• [WRITTEN PROBLEM]
Return each line of the material below that contains the string "sofa", copied verbatim and in its original order.

══════════

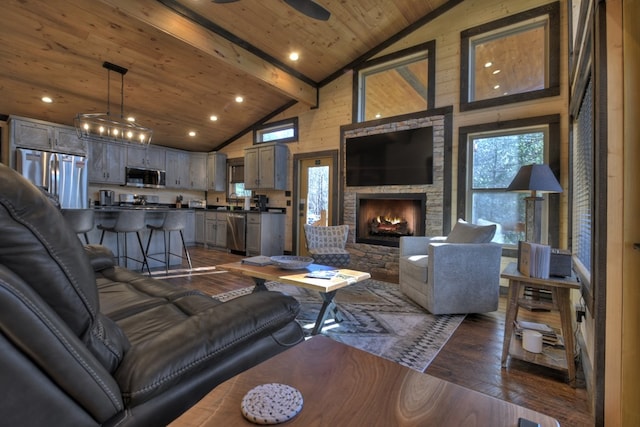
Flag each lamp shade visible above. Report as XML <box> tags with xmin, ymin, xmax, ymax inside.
<box><xmin>507</xmin><ymin>164</ymin><xmax>562</xmax><ymax>197</ymax></box>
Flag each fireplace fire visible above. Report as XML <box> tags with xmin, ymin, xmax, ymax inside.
<box><xmin>370</xmin><ymin>215</ymin><xmax>411</xmax><ymax>236</ymax></box>
<box><xmin>356</xmin><ymin>193</ymin><xmax>426</xmax><ymax>247</ymax></box>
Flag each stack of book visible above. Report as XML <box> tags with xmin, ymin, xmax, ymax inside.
<box><xmin>513</xmin><ymin>320</ymin><xmax>564</xmax><ymax>347</ymax></box>
<box><xmin>518</xmin><ymin>241</ymin><xmax>551</xmax><ymax>279</ymax></box>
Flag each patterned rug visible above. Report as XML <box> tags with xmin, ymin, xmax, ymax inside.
<box><xmin>214</xmin><ymin>279</ymin><xmax>465</xmax><ymax>372</ymax></box>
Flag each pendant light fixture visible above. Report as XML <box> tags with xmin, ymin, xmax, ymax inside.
<box><xmin>74</xmin><ymin>62</ymin><xmax>153</xmax><ymax>145</ymax></box>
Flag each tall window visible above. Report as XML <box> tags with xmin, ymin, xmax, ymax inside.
<box><xmin>354</xmin><ymin>42</ymin><xmax>435</xmax><ymax>122</ymax></box>
<box><xmin>459</xmin><ymin>116</ymin><xmax>557</xmax><ymax>248</ymax></box>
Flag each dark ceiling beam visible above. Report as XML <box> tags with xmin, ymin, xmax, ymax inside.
<box><xmin>157</xmin><ymin>0</ymin><xmax>318</xmax><ymax>88</ymax></box>
<box><xmin>101</xmin><ymin>0</ymin><xmax>318</xmax><ymax>106</ymax></box>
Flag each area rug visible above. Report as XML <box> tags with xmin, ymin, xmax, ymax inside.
<box><xmin>214</xmin><ymin>279</ymin><xmax>465</xmax><ymax>372</ymax></box>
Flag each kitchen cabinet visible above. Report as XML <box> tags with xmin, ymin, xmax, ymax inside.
<box><xmin>10</xmin><ymin>117</ymin><xmax>87</xmax><ymax>156</ymax></box>
<box><xmin>166</xmin><ymin>150</ymin><xmax>190</xmax><ymax>188</ymax></box>
<box><xmin>195</xmin><ymin>211</ymin><xmax>205</xmax><ymax>245</ymax></box>
<box><xmin>166</xmin><ymin>150</ymin><xmax>207</xmax><ymax>191</ymax></box>
<box><xmin>127</xmin><ymin>145</ymin><xmax>166</xmax><ymax>170</ymax></box>
<box><xmin>205</xmin><ymin>212</ymin><xmax>227</xmax><ymax>248</ymax></box>
<box><xmin>89</xmin><ymin>139</ymin><xmax>125</xmax><ymax>185</ymax></box>
<box><xmin>207</xmin><ymin>153</ymin><xmax>227</xmax><ymax>191</ymax></box>
<box><xmin>188</xmin><ymin>153</ymin><xmax>207</xmax><ymax>191</ymax></box>
<box><xmin>244</xmin><ymin>143</ymin><xmax>288</xmax><ymax>190</ymax></box>
<box><xmin>245</xmin><ymin>212</ymin><xmax>285</xmax><ymax>256</ymax></box>
<box><xmin>182</xmin><ymin>209</ymin><xmax>196</xmax><ymax>246</ymax></box>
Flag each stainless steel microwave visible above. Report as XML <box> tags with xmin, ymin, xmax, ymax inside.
<box><xmin>125</xmin><ymin>168</ymin><xmax>166</xmax><ymax>188</ymax></box>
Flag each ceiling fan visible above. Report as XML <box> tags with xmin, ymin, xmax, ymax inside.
<box><xmin>212</xmin><ymin>0</ymin><xmax>331</xmax><ymax>21</ymax></box>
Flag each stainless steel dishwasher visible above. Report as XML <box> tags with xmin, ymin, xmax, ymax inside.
<box><xmin>227</xmin><ymin>213</ymin><xmax>247</xmax><ymax>252</ymax></box>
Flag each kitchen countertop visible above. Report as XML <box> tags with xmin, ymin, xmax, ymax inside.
<box><xmin>93</xmin><ymin>204</ymin><xmax>285</xmax><ymax>214</ymax></box>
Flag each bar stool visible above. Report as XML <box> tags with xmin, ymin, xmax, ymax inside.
<box><xmin>98</xmin><ymin>209</ymin><xmax>151</xmax><ymax>275</ymax></box>
<box><xmin>145</xmin><ymin>210</ymin><xmax>193</xmax><ymax>274</ymax></box>
<box><xmin>61</xmin><ymin>209</ymin><xmax>94</xmax><ymax>245</ymax></box>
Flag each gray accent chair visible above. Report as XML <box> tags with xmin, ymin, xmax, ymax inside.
<box><xmin>399</xmin><ymin>220</ymin><xmax>502</xmax><ymax>314</ymax></box>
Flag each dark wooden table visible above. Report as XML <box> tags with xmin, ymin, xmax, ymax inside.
<box><xmin>217</xmin><ymin>261</ymin><xmax>371</xmax><ymax>335</ymax></box>
<box><xmin>171</xmin><ymin>335</ymin><xmax>559</xmax><ymax>427</ymax></box>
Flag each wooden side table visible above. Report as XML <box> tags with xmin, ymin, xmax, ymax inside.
<box><xmin>500</xmin><ymin>262</ymin><xmax>580</xmax><ymax>386</ymax></box>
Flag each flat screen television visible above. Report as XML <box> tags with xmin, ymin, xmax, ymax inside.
<box><xmin>345</xmin><ymin>127</ymin><xmax>433</xmax><ymax>187</ymax></box>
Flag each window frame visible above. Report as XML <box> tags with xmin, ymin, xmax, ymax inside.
<box><xmin>460</xmin><ymin>2</ymin><xmax>560</xmax><ymax>111</ymax></box>
<box><xmin>352</xmin><ymin>40</ymin><xmax>436</xmax><ymax>123</ymax></box>
<box><xmin>253</xmin><ymin>117</ymin><xmax>298</xmax><ymax>145</ymax></box>
<box><xmin>457</xmin><ymin>114</ymin><xmax>561</xmax><ymax>258</ymax></box>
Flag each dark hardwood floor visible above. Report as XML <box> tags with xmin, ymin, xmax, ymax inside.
<box><xmin>162</xmin><ymin>247</ymin><xmax>594</xmax><ymax>427</ymax></box>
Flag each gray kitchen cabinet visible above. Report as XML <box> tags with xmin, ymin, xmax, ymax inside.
<box><xmin>51</xmin><ymin>126</ymin><xmax>87</xmax><ymax>156</ymax></box>
<box><xmin>195</xmin><ymin>211</ymin><xmax>205</xmax><ymax>245</ymax></box>
<box><xmin>188</xmin><ymin>153</ymin><xmax>207</xmax><ymax>191</ymax></box>
<box><xmin>127</xmin><ymin>145</ymin><xmax>166</xmax><ymax>170</ymax></box>
<box><xmin>182</xmin><ymin>209</ymin><xmax>196</xmax><ymax>246</ymax></box>
<box><xmin>244</xmin><ymin>143</ymin><xmax>288</xmax><ymax>190</ymax></box>
<box><xmin>166</xmin><ymin>150</ymin><xmax>190</xmax><ymax>188</ymax></box>
<box><xmin>166</xmin><ymin>150</ymin><xmax>207</xmax><ymax>191</ymax></box>
<box><xmin>207</xmin><ymin>153</ymin><xmax>227</xmax><ymax>191</ymax></box>
<box><xmin>89</xmin><ymin>139</ymin><xmax>125</xmax><ymax>185</ymax></box>
<box><xmin>205</xmin><ymin>212</ymin><xmax>227</xmax><ymax>248</ymax></box>
<box><xmin>246</xmin><ymin>212</ymin><xmax>285</xmax><ymax>256</ymax></box>
<box><xmin>10</xmin><ymin>116</ymin><xmax>87</xmax><ymax>156</ymax></box>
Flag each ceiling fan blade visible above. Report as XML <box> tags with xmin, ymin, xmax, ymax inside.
<box><xmin>284</xmin><ymin>0</ymin><xmax>331</xmax><ymax>21</ymax></box>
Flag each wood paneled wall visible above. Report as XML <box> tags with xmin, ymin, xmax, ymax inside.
<box><xmin>221</xmin><ymin>0</ymin><xmax>568</xmax><ymax>254</ymax></box>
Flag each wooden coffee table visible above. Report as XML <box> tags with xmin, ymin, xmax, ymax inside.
<box><xmin>171</xmin><ymin>335</ymin><xmax>559</xmax><ymax>427</ymax></box>
<box><xmin>217</xmin><ymin>261</ymin><xmax>371</xmax><ymax>335</ymax></box>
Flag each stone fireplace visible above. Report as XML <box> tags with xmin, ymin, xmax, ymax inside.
<box><xmin>355</xmin><ymin>193</ymin><xmax>426</xmax><ymax>248</ymax></box>
<box><xmin>340</xmin><ymin>107</ymin><xmax>453</xmax><ymax>275</ymax></box>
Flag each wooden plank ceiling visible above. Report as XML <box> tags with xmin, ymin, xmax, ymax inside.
<box><xmin>0</xmin><ymin>0</ymin><xmax>450</xmax><ymax>151</ymax></box>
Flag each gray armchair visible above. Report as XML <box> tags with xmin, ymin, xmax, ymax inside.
<box><xmin>399</xmin><ymin>221</ymin><xmax>502</xmax><ymax>314</ymax></box>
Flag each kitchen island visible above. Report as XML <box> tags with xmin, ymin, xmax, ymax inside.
<box><xmin>88</xmin><ymin>205</ymin><xmax>195</xmax><ymax>269</ymax></box>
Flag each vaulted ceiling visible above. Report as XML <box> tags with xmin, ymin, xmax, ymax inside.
<box><xmin>0</xmin><ymin>0</ymin><xmax>450</xmax><ymax>151</ymax></box>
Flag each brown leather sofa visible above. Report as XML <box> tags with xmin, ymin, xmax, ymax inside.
<box><xmin>0</xmin><ymin>165</ymin><xmax>303</xmax><ymax>426</ymax></box>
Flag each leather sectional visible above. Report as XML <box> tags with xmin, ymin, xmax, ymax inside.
<box><xmin>0</xmin><ymin>165</ymin><xmax>303</xmax><ymax>426</ymax></box>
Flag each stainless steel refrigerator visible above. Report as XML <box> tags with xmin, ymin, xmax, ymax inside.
<box><xmin>16</xmin><ymin>148</ymin><xmax>89</xmax><ymax>209</ymax></box>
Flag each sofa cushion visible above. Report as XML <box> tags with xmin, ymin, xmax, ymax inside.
<box><xmin>0</xmin><ymin>164</ymin><xmax>129</xmax><ymax>372</ymax></box>
<box><xmin>445</xmin><ymin>219</ymin><xmax>496</xmax><ymax>243</ymax></box>
<box><xmin>399</xmin><ymin>255</ymin><xmax>429</xmax><ymax>283</ymax></box>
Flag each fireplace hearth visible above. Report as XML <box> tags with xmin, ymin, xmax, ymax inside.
<box><xmin>356</xmin><ymin>193</ymin><xmax>426</xmax><ymax>247</ymax></box>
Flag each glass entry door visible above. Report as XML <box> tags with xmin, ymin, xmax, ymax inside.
<box><xmin>297</xmin><ymin>156</ymin><xmax>335</xmax><ymax>256</ymax></box>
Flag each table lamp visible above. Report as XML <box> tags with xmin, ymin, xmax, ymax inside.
<box><xmin>507</xmin><ymin>164</ymin><xmax>562</xmax><ymax>243</ymax></box>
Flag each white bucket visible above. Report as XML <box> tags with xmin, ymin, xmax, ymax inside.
<box><xmin>522</xmin><ymin>329</ymin><xmax>542</xmax><ymax>353</ymax></box>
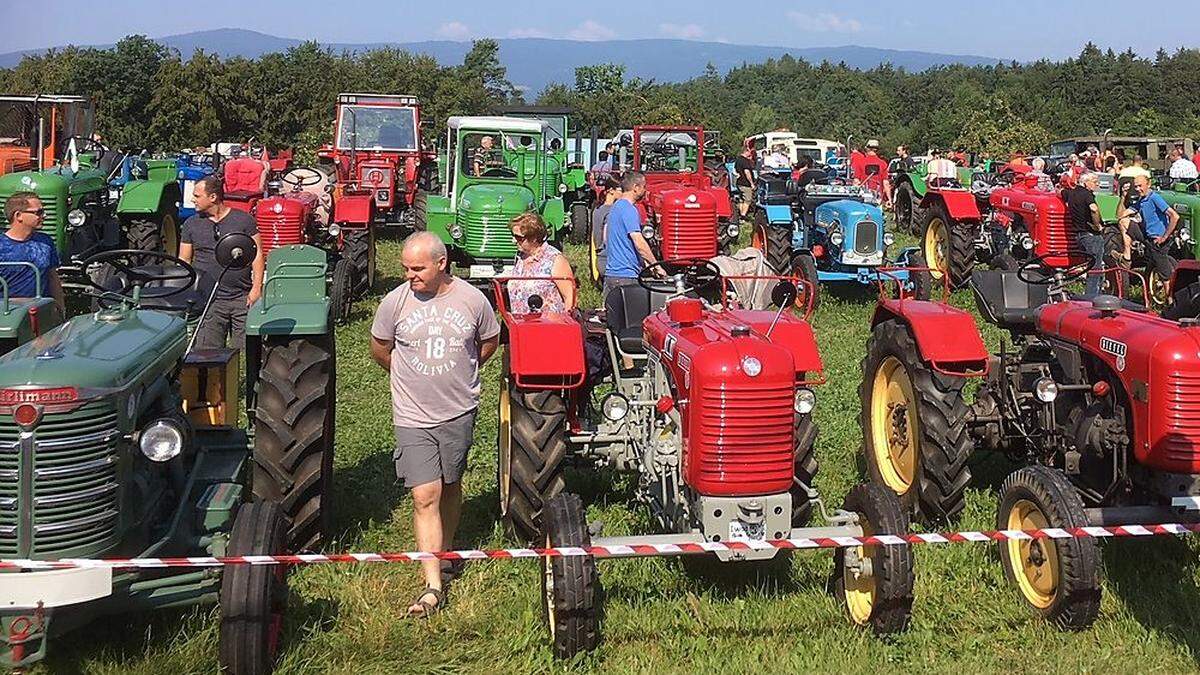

══════════

• [RESPONSE TO THIS TASK]
Flag each brown leather sofa visible above. Report as XML <box> tags with xmin, ymin, xmax, ymax inside.
Flag each sofa cushion visible above. Report as XML <box> tags with xmin, ymin, xmax, ymax inside.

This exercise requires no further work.